What to produce » Write out the material below exactly, beginning at the line that contains "Would you be able to point at the framed" and ending with its last line, both ends included; write nothing else.
** START OF Task input **
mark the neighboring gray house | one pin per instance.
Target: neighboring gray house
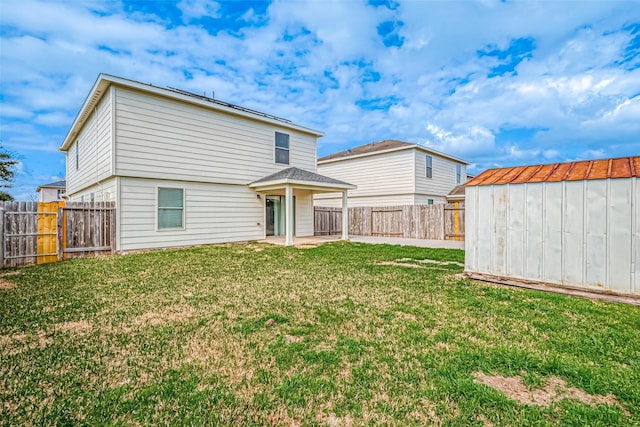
(185, 169)
(392, 172)
(51, 192)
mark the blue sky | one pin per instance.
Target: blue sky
(496, 83)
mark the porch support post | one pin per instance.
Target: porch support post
(288, 217)
(345, 216)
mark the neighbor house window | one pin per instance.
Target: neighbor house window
(170, 208)
(429, 166)
(282, 148)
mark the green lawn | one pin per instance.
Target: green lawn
(341, 334)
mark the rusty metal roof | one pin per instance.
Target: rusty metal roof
(623, 167)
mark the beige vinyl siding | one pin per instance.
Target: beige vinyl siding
(105, 191)
(158, 138)
(377, 175)
(214, 213)
(304, 213)
(94, 150)
(443, 177)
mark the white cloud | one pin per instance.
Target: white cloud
(320, 63)
(196, 9)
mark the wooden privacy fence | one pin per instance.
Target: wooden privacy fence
(36, 233)
(438, 222)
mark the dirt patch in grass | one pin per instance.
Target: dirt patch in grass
(399, 264)
(18, 343)
(555, 390)
(77, 327)
(431, 261)
(170, 314)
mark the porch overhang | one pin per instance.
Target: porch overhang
(300, 179)
(291, 179)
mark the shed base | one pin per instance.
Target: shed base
(596, 294)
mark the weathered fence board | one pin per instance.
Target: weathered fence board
(437, 222)
(89, 228)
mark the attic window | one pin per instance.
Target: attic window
(282, 148)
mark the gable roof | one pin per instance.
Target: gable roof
(56, 184)
(623, 167)
(388, 145)
(105, 81)
(300, 175)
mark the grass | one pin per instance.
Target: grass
(341, 334)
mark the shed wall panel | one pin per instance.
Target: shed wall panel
(534, 212)
(573, 232)
(620, 239)
(499, 199)
(516, 232)
(214, 213)
(552, 224)
(471, 228)
(596, 233)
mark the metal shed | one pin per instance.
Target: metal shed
(574, 224)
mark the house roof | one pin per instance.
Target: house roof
(458, 190)
(623, 167)
(104, 81)
(388, 145)
(56, 184)
(299, 175)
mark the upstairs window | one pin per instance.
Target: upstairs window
(170, 208)
(282, 148)
(429, 167)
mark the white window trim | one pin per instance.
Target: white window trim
(276, 148)
(184, 208)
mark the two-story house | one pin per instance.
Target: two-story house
(186, 169)
(392, 172)
(51, 192)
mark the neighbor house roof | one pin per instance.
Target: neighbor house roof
(388, 145)
(457, 193)
(623, 167)
(56, 184)
(104, 81)
(295, 175)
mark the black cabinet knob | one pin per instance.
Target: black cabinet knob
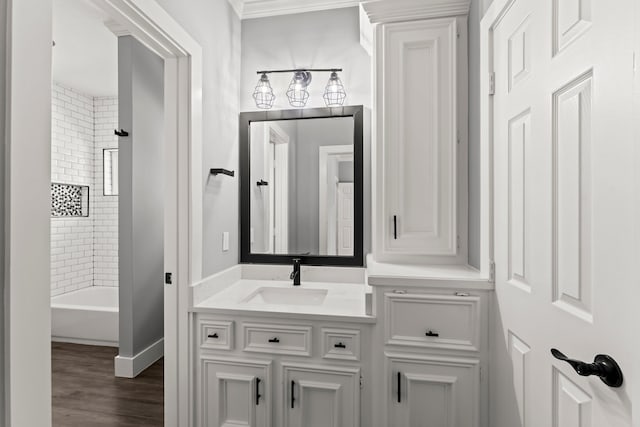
(603, 366)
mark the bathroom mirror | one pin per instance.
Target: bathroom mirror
(110, 171)
(301, 186)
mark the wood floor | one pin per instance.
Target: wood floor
(86, 394)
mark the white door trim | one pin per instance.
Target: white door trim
(27, 352)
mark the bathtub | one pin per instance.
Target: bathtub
(86, 316)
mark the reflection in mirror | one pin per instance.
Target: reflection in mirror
(302, 173)
(110, 171)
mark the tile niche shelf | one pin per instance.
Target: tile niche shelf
(69, 200)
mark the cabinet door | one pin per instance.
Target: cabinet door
(236, 393)
(432, 392)
(320, 396)
(416, 152)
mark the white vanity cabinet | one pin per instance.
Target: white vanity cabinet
(290, 372)
(236, 392)
(319, 396)
(420, 150)
(434, 342)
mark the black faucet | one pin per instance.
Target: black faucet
(295, 274)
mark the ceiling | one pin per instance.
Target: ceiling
(85, 56)
(247, 9)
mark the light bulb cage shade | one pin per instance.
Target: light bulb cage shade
(263, 94)
(334, 94)
(297, 92)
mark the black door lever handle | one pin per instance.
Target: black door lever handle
(603, 366)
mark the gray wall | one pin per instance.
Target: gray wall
(323, 39)
(216, 27)
(141, 203)
(3, 101)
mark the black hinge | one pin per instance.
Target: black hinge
(492, 84)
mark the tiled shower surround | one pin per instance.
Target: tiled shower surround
(84, 251)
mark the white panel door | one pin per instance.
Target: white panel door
(416, 149)
(432, 392)
(321, 396)
(563, 207)
(236, 393)
(345, 218)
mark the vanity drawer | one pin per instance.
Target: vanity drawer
(215, 334)
(342, 344)
(277, 339)
(432, 321)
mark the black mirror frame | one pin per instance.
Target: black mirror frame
(246, 118)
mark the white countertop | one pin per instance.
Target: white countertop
(435, 276)
(344, 301)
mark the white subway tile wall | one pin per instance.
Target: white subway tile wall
(105, 223)
(84, 251)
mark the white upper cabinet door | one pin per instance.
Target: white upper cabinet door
(321, 396)
(416, 149)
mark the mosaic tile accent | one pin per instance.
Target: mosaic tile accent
(69, 200)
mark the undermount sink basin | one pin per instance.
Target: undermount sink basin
(286, 296)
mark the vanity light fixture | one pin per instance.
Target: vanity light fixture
(263, 94)
(334, 93)
(297, 92)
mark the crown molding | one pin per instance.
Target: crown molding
(380, 11)
(237, 6)
(117, 28)
(250, 9)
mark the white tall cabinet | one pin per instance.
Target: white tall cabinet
(420, 150)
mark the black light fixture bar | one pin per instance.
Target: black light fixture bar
(319, 70)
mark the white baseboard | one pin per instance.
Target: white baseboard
(130, 367)
(101, 343)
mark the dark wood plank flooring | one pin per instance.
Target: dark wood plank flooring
(86, 394)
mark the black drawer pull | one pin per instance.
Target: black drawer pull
(258, 396)
(395, 227)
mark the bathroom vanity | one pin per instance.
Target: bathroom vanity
(270, 354)
(378, 347)
(391, 341)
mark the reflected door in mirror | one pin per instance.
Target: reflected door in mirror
(302, 172)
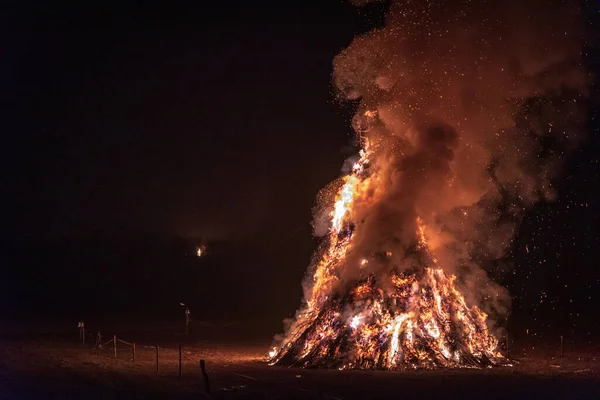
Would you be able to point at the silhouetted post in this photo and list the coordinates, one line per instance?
(205, 375)
(156, 359)
(179, 362)
(81, 327)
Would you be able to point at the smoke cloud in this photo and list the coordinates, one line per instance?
(469, 109)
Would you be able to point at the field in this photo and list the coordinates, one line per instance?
(53, 367)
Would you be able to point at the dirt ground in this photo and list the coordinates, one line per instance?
(56, 368)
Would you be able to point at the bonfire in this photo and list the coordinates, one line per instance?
(399, 317)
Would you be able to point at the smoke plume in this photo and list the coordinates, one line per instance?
(469, 109)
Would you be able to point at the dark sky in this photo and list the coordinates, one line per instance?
(200, 120)
(218, 120)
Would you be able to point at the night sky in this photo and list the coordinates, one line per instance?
(130, 133)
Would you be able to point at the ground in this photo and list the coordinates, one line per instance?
(57, 367)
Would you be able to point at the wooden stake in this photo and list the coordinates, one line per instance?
(179, 362)
(205, 376)
(156, 359)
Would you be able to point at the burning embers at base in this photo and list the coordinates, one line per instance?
(422, 321)
(396, 317)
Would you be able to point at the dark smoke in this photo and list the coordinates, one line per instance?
(470, 108)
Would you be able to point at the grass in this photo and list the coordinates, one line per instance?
(59, 368)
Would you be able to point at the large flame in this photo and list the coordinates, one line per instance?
(400, 317)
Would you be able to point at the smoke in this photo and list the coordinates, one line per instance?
(469, 109)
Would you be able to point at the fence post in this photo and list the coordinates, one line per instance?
(205, 375)
(156, 359)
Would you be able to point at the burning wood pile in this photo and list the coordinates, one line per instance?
(452, 121)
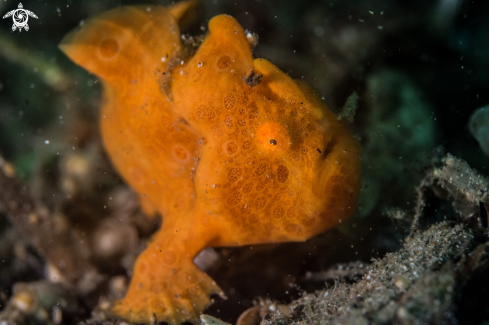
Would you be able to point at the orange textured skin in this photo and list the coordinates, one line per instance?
(224, 160)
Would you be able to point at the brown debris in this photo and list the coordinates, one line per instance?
(37, 225)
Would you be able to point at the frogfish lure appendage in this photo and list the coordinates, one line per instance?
(227, 148)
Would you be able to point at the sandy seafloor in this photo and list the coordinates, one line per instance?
(415, 251)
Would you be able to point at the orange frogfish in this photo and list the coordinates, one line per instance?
(227, 148)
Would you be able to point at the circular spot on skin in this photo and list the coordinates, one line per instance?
(282, 173)
(229, 101)
(261, 168)
(234, 174)
(247, 187)
(169, 257)
(223, 62)
(273, 136)
(246, 145)
(260, 202)
(231, 148)
(109, 47)
(181, 153)
(204, 113)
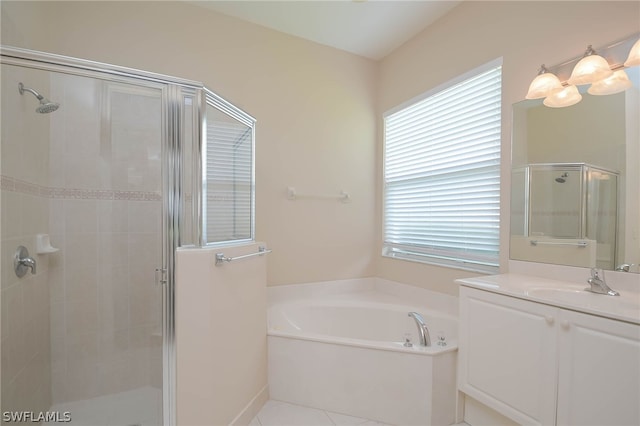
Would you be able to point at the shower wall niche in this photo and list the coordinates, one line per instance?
(570, 210)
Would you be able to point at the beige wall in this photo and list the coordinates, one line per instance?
(220, 313)
(314, 105)
(318, 108)
(524, 34)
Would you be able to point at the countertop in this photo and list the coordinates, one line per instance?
(568, 295)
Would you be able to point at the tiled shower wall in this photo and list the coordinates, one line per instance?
(26, 368)
(105, 216)
(89, 175)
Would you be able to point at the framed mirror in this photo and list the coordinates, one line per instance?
(575, 197)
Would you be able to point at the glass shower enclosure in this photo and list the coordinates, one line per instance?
(97, 179)
(567, 205)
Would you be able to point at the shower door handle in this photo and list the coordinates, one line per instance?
(161, 276)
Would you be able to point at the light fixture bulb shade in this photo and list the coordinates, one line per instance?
(634, 55)
(618, 82)
(589, 70)
(565, 97)
(543, 85)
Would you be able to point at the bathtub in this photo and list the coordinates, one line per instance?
(340, 346)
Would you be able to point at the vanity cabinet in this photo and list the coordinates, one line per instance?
(540, 364)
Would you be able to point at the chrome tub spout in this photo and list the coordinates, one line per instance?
(425, 339)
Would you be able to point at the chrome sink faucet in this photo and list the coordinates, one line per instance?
** END OF Task input **
The response »
Would you be able to point at the framed mirror in this photo and list the coordinates, one line per instance?
(575, 197)
Would you be able to point at the glass shower enclosure in this photo and list the coordinates, one line per instance?
(97, 179)
(567, 205)
Would you be able to point at the shower door handle in this photo and list the coordinates, one line per instance?
(161, 276)
Would you be able to point at the light fixture bulb shade in this photo and list the coordinates, one line per instance?
(634, 55)
(618, 82)
(589, 70)
(565, 97)
(543, 85)
Would you be able to point at the bathtub in this photo and list the coordinates, one line per instance?
(340, 346)
Would you be able to point at the vanity cabinet in this photo and list the coordinates, one line per instance?
(540, 364)
Would you be able to point at the chrome tub spout in this photo and list the coordinates, one line per instance?
(425, 339)
Would you be able to point at the chrome sink faucet in this photo and list the coordinates, one line per instance?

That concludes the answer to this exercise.